→ VORLIEGENDER TEXT
= = = =

Definition:

→ I: Bei der Substanzgruppe der Muskarinrezeptor-Antagonisten (= Anticholinergika) handelt es sich um Atropin-Derivate, die entweder einen tertiären -, oder quartären Stickstoff besitzen und einen kompetitiven Antagonismus mit Acetylcholin am Muskarinrezeptor aufweisen. 

→ II: Die beiden wichtigsten Vertreter der Anticholinergika mit quartärem Stichstoff für die Pulmologie sind das:

1) Ipratropiumbromid (kurz wirksam) und

→ 2) Tiotropriumbromid (lang wirksam).

→ III: Sie werden vor allem in der Behandlung der (chronisch) obstruktiven Ventilationsstörungen eingesetzt.

 

  Wirkungsmechanismus:

→ I: Die Anticholinergika wirken durch Blockade der Muskarinrezeptoren am postganglionären Neuron des Parasympathikus, insbesondere der M3-Rezeptor-vermittelten Bronchokonstriktion (über die M3-Rezeptoren vermittelt der Parasympathikus die Bronchokonstriktion); dabei hat Tiotropiumbromid eine 10-fach höhere Affinität zum Rezeptor als Ipramtropiumbromid (Ipratropiumbromid ist nicht subtypselektiv und bindet an alle Muskarinrezeptoren M1-M5).

→ II: Folge ist eine Bronchodilatation durch Relaxation der glatten Muskelzellen.

→ III: Der Wirkungseintritt erfolgt nach wenigen Minuten, ist jedoch im Vergleich zu den Beta2-Sympathomimetika verspätet.

 

Indikation:

→ I: COPD: Die Muskarinrezeptor-Antagonisten gehören zur Basistherapie der COPD.

II: Asthma-bronchiale: Als Basistherapeutikum des Asthma bronchiale weniger effektiv; sind jedoch in der Kombinationstherapie mit ß2-Sympathomimetika beim schweren Asthmaanfall indiziert. Gerade Patienten mit psychogen induzierter Asthma-Exazerbation sprechen gut auf diese Präparate an.

→ III: Ipratropiumbromid: Behandlung bradykarder Herzrhythmusstörungen und vagal-bedingter Bradykardien (Dosierung: Initial 5-15mg/d per os, Erhaltungsdosis 2-3x10-15mg/d). Aufgrund ihrer quartären Struktur vermögen sie nicht die Blut-Hirn-Schranke zu durchdringen und können somit insbesondere bei älteren Patienten, die unter Atropin mit Verwirrtheitszuständen reagieren, angewandt werden. 

 

→ Pharmakokinetik: Da die Muskarinrezeptor-Antagonisten aufgrund ihrer quatären Amoniumverbindung oraler Applikation nur sehr schlecht resorbiert werden, stehen sie nur zur inhalativen Anwendung zur Verfügung und weisen somit eine lokale Wirkung auf.

→ I: Ipratropium ist nicht subtypselektiv und bindet somit an alle Muskarinrezeptoren M1-M5 gleichermaßen; jedoch antagonisiert es in der Lunge bei inhalativer Applikation bevorzugt an den M3-Rezeptor.

= = = =

→ ZU ERLEDIGENDE ARBEIT
Gib bitte aus dem Text über Anticholinergika den Abschnitt wortgetreu wieder, der mit den Worten „1) Ipratropiumbromid (kurz“ beginnt und mit „obstruktiven Ventilationsstörungen eingesetzt.“ endet.

= = = =

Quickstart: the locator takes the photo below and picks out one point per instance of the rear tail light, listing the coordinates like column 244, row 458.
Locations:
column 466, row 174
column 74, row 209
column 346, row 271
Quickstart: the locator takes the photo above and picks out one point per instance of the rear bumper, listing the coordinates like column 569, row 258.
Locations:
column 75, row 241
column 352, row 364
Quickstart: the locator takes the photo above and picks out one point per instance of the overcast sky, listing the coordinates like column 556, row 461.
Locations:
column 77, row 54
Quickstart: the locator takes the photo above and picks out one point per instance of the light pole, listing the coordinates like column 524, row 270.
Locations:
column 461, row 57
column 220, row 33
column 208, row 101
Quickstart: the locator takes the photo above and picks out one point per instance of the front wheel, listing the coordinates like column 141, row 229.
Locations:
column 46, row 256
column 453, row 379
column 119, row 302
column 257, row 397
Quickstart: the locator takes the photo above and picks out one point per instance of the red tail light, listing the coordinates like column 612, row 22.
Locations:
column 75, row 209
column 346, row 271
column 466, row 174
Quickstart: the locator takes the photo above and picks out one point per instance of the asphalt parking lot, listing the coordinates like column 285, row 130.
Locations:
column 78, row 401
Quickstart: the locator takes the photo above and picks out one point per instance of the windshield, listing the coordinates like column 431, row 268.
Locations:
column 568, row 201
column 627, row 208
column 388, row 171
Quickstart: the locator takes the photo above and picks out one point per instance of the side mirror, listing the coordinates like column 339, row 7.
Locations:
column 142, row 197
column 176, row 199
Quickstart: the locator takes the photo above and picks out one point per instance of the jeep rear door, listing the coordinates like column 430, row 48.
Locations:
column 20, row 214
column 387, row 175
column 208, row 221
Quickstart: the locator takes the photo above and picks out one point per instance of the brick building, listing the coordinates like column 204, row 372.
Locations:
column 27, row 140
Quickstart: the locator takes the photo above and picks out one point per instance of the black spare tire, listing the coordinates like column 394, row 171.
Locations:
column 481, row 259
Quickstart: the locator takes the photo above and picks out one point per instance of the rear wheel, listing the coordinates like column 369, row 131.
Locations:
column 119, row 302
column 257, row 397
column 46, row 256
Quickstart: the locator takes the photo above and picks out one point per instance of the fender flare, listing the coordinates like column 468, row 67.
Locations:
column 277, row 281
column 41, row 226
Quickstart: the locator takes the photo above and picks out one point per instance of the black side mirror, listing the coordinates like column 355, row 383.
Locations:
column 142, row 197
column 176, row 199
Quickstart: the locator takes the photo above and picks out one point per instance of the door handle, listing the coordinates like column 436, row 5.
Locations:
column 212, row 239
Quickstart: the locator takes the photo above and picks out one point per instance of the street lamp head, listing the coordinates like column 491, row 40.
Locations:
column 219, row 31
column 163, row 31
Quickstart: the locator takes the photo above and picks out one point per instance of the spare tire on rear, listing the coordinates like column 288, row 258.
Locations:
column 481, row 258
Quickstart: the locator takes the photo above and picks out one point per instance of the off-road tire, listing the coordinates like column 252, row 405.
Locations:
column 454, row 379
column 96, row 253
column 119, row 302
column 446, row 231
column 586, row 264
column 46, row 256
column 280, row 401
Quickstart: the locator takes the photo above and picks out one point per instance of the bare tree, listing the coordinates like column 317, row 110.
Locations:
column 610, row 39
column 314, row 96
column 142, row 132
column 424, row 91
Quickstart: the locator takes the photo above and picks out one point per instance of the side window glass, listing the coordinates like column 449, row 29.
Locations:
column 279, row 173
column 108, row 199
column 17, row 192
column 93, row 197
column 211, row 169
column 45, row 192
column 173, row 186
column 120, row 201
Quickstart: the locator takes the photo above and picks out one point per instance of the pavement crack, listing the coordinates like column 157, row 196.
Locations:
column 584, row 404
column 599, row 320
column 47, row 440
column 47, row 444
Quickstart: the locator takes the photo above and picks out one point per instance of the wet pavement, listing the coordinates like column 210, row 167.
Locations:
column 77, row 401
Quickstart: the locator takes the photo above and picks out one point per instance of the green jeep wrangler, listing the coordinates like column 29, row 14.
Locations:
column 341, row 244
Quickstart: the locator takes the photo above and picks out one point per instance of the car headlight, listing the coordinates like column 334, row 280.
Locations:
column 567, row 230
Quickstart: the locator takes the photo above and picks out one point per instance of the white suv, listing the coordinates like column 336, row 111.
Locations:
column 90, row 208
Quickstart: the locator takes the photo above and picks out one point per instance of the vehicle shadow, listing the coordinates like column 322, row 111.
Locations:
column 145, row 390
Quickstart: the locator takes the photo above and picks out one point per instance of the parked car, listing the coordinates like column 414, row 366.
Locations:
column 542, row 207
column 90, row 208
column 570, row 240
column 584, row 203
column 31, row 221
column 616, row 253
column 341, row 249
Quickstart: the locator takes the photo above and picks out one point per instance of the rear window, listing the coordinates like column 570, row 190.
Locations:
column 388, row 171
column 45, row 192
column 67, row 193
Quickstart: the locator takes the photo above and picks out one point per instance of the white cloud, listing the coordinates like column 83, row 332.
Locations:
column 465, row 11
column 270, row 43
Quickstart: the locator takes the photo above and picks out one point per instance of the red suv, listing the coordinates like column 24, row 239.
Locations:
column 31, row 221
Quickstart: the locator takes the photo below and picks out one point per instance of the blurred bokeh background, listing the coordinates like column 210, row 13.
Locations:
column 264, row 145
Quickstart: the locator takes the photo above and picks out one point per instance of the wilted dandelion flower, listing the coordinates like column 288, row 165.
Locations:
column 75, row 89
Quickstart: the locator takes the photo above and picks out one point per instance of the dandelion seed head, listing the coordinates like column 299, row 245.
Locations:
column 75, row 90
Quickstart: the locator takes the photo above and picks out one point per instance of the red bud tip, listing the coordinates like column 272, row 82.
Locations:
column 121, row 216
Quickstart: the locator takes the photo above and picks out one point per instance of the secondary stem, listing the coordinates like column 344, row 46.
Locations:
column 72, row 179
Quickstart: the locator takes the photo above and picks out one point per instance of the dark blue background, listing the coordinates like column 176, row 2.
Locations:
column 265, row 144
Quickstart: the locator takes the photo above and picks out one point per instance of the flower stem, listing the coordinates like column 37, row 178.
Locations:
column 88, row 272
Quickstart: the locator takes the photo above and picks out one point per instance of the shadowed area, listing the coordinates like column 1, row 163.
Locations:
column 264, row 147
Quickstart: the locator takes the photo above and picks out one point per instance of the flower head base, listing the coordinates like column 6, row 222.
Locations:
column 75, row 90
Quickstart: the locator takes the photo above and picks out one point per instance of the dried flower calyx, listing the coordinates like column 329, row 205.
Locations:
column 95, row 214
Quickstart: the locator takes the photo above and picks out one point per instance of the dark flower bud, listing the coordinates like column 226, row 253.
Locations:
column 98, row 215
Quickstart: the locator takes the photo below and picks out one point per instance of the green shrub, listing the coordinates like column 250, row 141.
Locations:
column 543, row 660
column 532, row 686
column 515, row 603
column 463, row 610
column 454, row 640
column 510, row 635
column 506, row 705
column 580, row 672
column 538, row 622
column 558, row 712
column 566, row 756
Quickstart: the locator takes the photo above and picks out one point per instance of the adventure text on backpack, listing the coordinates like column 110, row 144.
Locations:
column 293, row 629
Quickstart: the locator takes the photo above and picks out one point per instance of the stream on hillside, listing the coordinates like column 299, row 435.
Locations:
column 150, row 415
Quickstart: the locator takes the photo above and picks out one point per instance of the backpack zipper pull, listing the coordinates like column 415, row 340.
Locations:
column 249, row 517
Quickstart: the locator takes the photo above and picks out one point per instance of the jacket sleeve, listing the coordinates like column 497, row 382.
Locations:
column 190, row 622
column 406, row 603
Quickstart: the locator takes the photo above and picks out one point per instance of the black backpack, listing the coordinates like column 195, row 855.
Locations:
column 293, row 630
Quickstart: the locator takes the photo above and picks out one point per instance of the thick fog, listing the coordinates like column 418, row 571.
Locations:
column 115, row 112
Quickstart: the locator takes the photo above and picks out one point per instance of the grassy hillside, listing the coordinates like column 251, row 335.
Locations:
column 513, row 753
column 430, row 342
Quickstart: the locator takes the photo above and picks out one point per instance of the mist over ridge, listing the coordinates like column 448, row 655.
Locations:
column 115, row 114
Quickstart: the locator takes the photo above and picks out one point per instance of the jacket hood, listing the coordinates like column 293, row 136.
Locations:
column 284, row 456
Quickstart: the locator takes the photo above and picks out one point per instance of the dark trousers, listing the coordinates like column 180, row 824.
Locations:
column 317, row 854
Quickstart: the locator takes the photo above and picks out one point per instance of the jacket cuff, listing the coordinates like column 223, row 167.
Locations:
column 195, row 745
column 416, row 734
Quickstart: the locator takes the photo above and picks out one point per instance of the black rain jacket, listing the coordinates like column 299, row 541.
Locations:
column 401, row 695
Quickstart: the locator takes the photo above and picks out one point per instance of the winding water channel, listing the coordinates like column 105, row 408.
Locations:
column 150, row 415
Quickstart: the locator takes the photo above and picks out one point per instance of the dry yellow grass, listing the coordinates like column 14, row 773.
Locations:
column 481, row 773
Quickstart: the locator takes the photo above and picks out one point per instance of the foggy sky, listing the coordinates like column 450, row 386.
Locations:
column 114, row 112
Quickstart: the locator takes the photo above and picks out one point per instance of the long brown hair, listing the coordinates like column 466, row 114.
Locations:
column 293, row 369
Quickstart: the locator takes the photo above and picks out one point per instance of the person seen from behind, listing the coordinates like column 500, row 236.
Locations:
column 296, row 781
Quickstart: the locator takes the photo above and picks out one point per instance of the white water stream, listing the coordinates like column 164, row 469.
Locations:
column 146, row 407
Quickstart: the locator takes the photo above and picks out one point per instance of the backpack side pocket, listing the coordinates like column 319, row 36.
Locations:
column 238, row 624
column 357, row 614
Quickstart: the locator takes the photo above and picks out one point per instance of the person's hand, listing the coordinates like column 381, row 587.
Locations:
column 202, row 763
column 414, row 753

= = = =

→ ERGEBNIS DER AUFGABE
1) Ipratropiumbromid (kurz wirksam) und

→ 2) Tiotropriumbromid (lang wirksam).

→ III: Sie werden vor allem in der Behandlung der (chronisch) obstruktiven Ventilationsstörungen eingesetzt.